Dataset records on object locations =
════════════════
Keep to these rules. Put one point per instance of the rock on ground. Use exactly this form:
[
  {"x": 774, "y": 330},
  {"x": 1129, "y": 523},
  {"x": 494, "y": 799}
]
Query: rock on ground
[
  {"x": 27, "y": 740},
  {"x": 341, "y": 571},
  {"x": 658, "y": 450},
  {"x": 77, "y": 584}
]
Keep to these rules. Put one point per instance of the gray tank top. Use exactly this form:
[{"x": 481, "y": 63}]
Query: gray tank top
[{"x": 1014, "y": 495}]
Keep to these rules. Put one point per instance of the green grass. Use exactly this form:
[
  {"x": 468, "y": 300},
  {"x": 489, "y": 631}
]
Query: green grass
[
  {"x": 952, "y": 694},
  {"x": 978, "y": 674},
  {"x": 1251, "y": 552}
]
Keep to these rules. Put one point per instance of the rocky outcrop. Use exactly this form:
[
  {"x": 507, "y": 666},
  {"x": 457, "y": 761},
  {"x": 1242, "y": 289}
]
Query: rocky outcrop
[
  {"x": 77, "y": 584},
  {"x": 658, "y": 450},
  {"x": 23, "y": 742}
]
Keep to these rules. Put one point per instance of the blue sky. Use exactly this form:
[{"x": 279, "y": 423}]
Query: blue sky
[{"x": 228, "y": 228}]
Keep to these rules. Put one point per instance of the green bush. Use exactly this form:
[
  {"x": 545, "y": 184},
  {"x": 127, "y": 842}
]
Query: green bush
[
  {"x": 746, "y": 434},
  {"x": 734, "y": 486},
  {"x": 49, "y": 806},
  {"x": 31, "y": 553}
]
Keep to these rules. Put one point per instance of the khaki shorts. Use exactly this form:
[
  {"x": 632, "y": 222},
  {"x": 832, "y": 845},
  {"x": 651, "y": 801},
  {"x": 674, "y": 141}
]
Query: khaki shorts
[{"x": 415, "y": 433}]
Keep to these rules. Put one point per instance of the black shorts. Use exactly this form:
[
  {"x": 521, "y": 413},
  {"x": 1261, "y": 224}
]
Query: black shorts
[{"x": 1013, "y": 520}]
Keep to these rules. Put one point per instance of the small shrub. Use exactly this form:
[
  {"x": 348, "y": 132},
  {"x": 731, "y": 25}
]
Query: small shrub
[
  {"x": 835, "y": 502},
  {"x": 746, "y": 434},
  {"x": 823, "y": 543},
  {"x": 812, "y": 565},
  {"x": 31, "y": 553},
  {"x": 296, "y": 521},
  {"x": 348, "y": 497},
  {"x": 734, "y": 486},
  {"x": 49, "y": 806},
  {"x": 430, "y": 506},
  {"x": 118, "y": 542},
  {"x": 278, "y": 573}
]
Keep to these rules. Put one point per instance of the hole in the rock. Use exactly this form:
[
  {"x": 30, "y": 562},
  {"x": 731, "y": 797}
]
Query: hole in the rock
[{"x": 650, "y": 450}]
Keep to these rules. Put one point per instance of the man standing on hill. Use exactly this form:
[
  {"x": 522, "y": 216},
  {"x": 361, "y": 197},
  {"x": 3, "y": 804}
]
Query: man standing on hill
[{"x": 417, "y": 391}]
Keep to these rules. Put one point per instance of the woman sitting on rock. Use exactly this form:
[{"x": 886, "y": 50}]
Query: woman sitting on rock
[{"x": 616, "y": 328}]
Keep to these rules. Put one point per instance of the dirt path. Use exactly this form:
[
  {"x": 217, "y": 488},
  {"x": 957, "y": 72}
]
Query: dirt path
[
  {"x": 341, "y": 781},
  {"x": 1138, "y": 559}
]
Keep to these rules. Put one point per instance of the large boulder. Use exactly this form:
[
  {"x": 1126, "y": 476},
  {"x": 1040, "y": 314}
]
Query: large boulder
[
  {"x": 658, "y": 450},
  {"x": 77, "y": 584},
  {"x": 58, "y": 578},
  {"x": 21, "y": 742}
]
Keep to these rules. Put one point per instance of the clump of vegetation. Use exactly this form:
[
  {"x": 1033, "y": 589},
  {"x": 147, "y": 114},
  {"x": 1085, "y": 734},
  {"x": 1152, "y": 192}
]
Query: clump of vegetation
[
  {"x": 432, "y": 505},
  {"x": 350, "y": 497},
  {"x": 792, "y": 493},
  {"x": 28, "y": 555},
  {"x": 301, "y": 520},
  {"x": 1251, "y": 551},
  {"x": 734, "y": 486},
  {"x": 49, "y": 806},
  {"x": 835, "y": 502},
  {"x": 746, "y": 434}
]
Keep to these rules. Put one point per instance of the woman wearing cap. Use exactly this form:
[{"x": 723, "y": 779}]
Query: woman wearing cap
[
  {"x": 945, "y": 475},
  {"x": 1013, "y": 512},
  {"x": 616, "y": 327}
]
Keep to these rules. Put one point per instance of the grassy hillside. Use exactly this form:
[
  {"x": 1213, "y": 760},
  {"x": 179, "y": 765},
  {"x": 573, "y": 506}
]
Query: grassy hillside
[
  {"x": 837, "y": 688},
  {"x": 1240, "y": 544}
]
════════════════
PROBLEM STATEMENT =
Reproduce verbatim the stretch of the records above, from the line containing "of the large" through the end of the records.

ANSWER FOR THE TASK =
Keep to these rules. Put one point per instance of the large boulder. Use exactly this form:
[
  {"x": 1126, "y": 476},
  {"x": 1040, "y": 314}
]
Query: large boulder
[
  {"x": 658, "y": 450},
  {"x": 77, "y": 584},
  {"x": 58, "y": 578},
  {"x": 21, "y": 742}
]
Keep to these rules. Put one point per instance of the clump of vegetation. Use exactly this form:
[
  {"x": 1033, "y": 589},
  {"x": 147, "y": 114},
  {"x": 1085, "y": 734},
  {"x": 1152, "y": 192}
]
Query: clump of vegetation
[
  {"x": 432, "y": 505},
  {"x": 350, "y": 497},
  {"x": 792, "y": 493},
  {"x": 28, "y": 555},
  {"x": 301, "y": 520},
  {"x": 1251, "y": 551},
  {"x": 734, "y": 486},
  {"x": 49, "y": 806},
  {"x": 835, "y": 502},
  {"x": 746, "y": 434}
]
Keep to these rules. Put one point per instance of the woman wearing cap. Use exactly this form:
[{"x": 723, "y": 779}]
Query: woman wearing cap
[
  {"x": 945, "y": 475},
  {"x": 1013, "y": 512},
  {"x": 616, "y": 327}
]
Keep to these rules. Put one point per instance of the grassy hillside. Use exactly this form:
[
  {"x": 1213, "y": 760},
  {"x": 179, "y": 765},
  {"x": 573, "y": 506}
]
Query: grassy hillside
[
  {"x": 837, "y": 688},
  {"x": 1240, "y": 544}
]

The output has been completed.